[PROMPT]: Can the data below be echoed back word for word?

····················

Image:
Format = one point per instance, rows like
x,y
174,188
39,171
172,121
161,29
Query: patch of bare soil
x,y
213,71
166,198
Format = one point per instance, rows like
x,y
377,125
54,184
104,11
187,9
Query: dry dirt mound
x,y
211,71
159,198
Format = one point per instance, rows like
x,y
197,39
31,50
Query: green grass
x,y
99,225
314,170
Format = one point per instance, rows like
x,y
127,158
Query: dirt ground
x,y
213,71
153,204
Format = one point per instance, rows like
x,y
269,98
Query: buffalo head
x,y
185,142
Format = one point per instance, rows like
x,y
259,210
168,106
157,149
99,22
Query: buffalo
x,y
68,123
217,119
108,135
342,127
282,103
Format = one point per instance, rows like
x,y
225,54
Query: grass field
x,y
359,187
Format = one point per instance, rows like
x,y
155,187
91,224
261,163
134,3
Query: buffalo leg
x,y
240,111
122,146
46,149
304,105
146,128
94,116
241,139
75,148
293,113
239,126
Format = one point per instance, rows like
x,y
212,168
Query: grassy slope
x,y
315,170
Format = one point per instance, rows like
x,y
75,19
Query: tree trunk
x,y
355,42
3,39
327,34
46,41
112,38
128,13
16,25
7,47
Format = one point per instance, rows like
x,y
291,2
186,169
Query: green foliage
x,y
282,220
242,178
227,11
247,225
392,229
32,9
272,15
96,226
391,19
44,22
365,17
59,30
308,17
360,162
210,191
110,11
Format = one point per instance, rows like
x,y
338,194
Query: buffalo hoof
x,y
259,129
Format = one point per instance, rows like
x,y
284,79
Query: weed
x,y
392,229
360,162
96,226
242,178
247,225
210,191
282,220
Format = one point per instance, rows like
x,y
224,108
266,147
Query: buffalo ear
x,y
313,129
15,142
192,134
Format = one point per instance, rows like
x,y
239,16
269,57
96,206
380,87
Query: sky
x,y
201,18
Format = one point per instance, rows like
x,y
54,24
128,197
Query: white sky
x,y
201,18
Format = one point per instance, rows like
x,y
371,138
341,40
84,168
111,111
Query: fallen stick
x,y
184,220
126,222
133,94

····················

[SOLUTION TO THIS PROBLEM]:
Image:
Format = one point per instance, rows like
x,y
174,188
39,171
172,121
161,29
Query: patch of bare soil
x,y
213,71
166,198
Format = one point per instance, rows like
x,y
377,125
54,184
104,11
187,9
Query: dry dirt mound
x,y
211,71
159,198
Format = one point per instance, rows like
x,y
197,39
31,50
Query: green grass
x,y
99,225
314,170
Format = one point per instance, rows like
x,y
127,158
Query: dirt ground
x,y
213,71
153,204
Format = one point per instance, rows like
x,y
269,98
Query: buffalo head
x,y
185,142
Format = one point per instance, rows like
x,y
259,210
168,106
157,149
99,22
Query: buffalo
x,y
68,123
217,119
108,135
342,127
282,103
Format = one point per instance, rows like
x,y
225,54
Query: grass field
x,y
359,187
Format = one point per instance, rows like
x,y
155,187
91,224
261,163
134,3
Query: buffalo leg
x,y
240,111
122,146
46,149
304,105
146,128
94,116
241,139
75,148
293,113
239,126
Format = one point per instance, rows like
x,y
212,168
Query: grassy slope
x,y
315,170
Format = one point per instance, rows like
x,y
75,19
Query: tree trunk
x,y
355,42
3,39
327,34
46,41
112,38
128,13
16,25
7,47
Format = one point per instance, rows like
x,y
291,2
186,169
Query: green foliage
x,y
282,220
242,178
227,11
247,225
392,229
32,9
272,15
96,226
391,19
44,22
365,17
59,30
308,17
360,162
210,191
110,11
Format = one point per instance, rows like
x,y
338,194
Query: buffalo hoof
x,y
259,129
Format = one point per instance, rows like
x,y
284,79
Query: weed
x,y
392,229
360,162
96,226
242,178
247,225
210,191
282,220
Format = one point per instance, rows like
x,y
224,108
266,147
Query: buffalo ear
x,y
313,129
15,142
192,134
Format = one point per instance, rows like
x,y
239,16
269,57
96,206
380,87
Query: sky
x,y
201,18
Format = one point per instance, rows like
x,y
54,24
128,197
Query: white sky
x,y
201,18
Format = one point per instance, rows like
x,y
371,138
341,40
84,168
111,111
Query: fallen stick
x,y
184,220
126,222
133,94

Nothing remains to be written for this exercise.